TASK TO CARRY OUT: Give the records again, word for word.

Collection entries:
● ● ● ● ● ● ●

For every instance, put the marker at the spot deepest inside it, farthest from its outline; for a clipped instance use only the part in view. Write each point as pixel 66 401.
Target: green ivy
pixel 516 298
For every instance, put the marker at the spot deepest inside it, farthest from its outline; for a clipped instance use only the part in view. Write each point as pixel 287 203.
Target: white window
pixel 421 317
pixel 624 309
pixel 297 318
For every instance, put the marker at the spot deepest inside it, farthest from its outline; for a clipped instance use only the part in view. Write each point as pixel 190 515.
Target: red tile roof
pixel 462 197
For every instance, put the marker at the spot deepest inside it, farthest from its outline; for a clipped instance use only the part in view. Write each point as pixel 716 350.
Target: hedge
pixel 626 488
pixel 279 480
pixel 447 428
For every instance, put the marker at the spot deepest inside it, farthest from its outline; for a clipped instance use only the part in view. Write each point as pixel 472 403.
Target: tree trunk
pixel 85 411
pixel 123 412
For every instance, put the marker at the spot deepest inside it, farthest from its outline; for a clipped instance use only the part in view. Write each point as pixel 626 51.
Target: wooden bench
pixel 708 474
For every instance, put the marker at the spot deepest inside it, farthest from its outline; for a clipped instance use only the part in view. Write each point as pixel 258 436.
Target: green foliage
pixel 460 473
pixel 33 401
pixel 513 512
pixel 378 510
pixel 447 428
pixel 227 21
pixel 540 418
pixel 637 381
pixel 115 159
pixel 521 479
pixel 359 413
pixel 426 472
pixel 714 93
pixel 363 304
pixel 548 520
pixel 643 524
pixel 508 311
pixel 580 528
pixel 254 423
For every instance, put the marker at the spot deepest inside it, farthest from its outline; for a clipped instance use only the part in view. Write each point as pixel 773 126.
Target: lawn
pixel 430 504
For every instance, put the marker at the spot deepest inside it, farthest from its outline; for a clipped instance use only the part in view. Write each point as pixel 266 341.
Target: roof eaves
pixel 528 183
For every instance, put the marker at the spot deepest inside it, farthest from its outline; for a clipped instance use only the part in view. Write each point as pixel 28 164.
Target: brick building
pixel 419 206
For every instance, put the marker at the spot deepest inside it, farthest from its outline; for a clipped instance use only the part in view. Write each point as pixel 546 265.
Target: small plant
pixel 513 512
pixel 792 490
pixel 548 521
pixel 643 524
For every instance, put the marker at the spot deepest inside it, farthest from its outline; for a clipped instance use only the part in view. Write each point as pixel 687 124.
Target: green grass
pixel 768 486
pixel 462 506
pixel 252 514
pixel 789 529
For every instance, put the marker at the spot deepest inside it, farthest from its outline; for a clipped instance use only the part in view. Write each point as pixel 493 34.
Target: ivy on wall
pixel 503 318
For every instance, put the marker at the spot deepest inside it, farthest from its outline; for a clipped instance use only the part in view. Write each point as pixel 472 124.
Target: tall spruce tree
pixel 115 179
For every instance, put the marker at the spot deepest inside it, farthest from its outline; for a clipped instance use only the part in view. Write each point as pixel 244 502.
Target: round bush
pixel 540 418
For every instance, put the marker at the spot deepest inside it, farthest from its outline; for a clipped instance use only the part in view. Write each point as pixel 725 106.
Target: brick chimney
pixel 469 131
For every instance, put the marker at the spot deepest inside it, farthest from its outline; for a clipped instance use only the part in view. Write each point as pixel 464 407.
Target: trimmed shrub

● ● ● ● ● ● ●

ANSWER TO THIS TASK:
For every instance, put the marker at the spot deepest inside it, farthest from its outline; for a clipped instance use only the part in view. Write each point as pixel 66 401.
Target: green ivy
pixel 516 298
For every instance, put the marker at the spot deepest inside it, farthest from its outline; for a clipped instance use only the part in view. Write each point as pixel 287 203.
Target: white window
pixel 421 317
pixel 624 309
pixel 297 318
For every instance, put the marker at the spot deepest inside it, farthest from its outline; for a clipped instance use only the part in view. Write each point as pixel 190 515.
Target: red tile roof
pixel 462 197
For every instance, put the marker at the spot deepest inside it, farthest from its outline; for a clipped instance use only the part in view. Write each point as pixel 716 350.
Target: hedge
pixel 626 488
pixel 279 480
pixel 447 428
For every instance, put the marker at the spot deepest inside it, farthest from its outline; for a clipped instance use only the part in view. Write each point as pixel 472 403.
Target: tree trunk
pixel 85 411
pixel 123 412
For every instance, put the marker at the spot deepest inside it, farthest from its outline; for a clipped instance use only the part in view. Write each point as pixel 626 51.
Target: wooden bench
pixel 708 474
For every instance, put the marker at the spot deepest inside it, farthest from its outline; for a clipped instance use only the part in view. Write each point as pixel 258 436.
Target: green foliage
pixel 460 473
pixel 33 401
pixel 513 512
pixel 378 510
pixel 447 428
pixel 227 21
pixel 540 418
pixel 637 381
pixel 115 159
pixel 521 479
pixel 359 413
pixel 426 472
pixel 714 93
pixel 363 304
pixel 548 520
pixel 643 524
pixel 508 311
pixel 580 528
pixel 254 423
For every instance, put the marker at the spot deepest inside it, farthest from its outline; for a clipped instance use only the part in view. Write each point as pixel 773 126.
Target: lawn
pixel 430 504
For every instance, put the marker at the spot deepest inside it, farthest from its outline; for a clipped instance use only the part in view. Write each point as pixel 266 341.
Target: roof eaves
pixel 528 183
For every instance, put the marker at the spot deepest inside it, farthest from its outline; for a clipped instance use only the part in view. Write each point as pixel 28 164.
Target: brick building
pixel 419 206
For every instance, put the marker at the spot deepest inside it, farthest from its outline; for a clipped instance use only the part in view. Write each point as pixel 546 265.
Target: small plant
pixel 513 512
pixel 792 490
pixel 548 521
pixel 643 524
For every instance, put the marker at the spot deepest inside it, farthest from its outline; for a clipped instance use only the part in view. Write each point as pixel 687 124.
Target: green grass
pixel 768 486
pixel 462 506
pixel 252 514
pixel 789 529
For every instance, put the marker at the spot deepest inside it, farthest from its outline; for a clipped instance use only the part in view. Write each point as pixel 493 34.
Target: ivy on wall
pixel 503 318
For every instance, put the marker at the spot deepest inside it, farthest from its outline; for a clipped instance use only the part in view. Write each point as pixel 472 124.
Target: tall spruce tree
pixel 115 179
For every instance, put the marker at the spot deepest inside it, farthest from its outline; for a clipped instance use only the part in view. Write each point as pixel 244 502.
Target: round bush
pixel 540 418
For every instance, put the marker at the spot deepest inside it, farthest from its outline; for a clipped instance use only the part in view. Write each point as pixel 725 106.
Target: brick chimney
pixel 469 131
For every instance, put the marker at the spot deepest inside it, farthest from its outline; for a clipped instance use only the part in view. Write each point as pixel 464 407.
Target: trimmed shrub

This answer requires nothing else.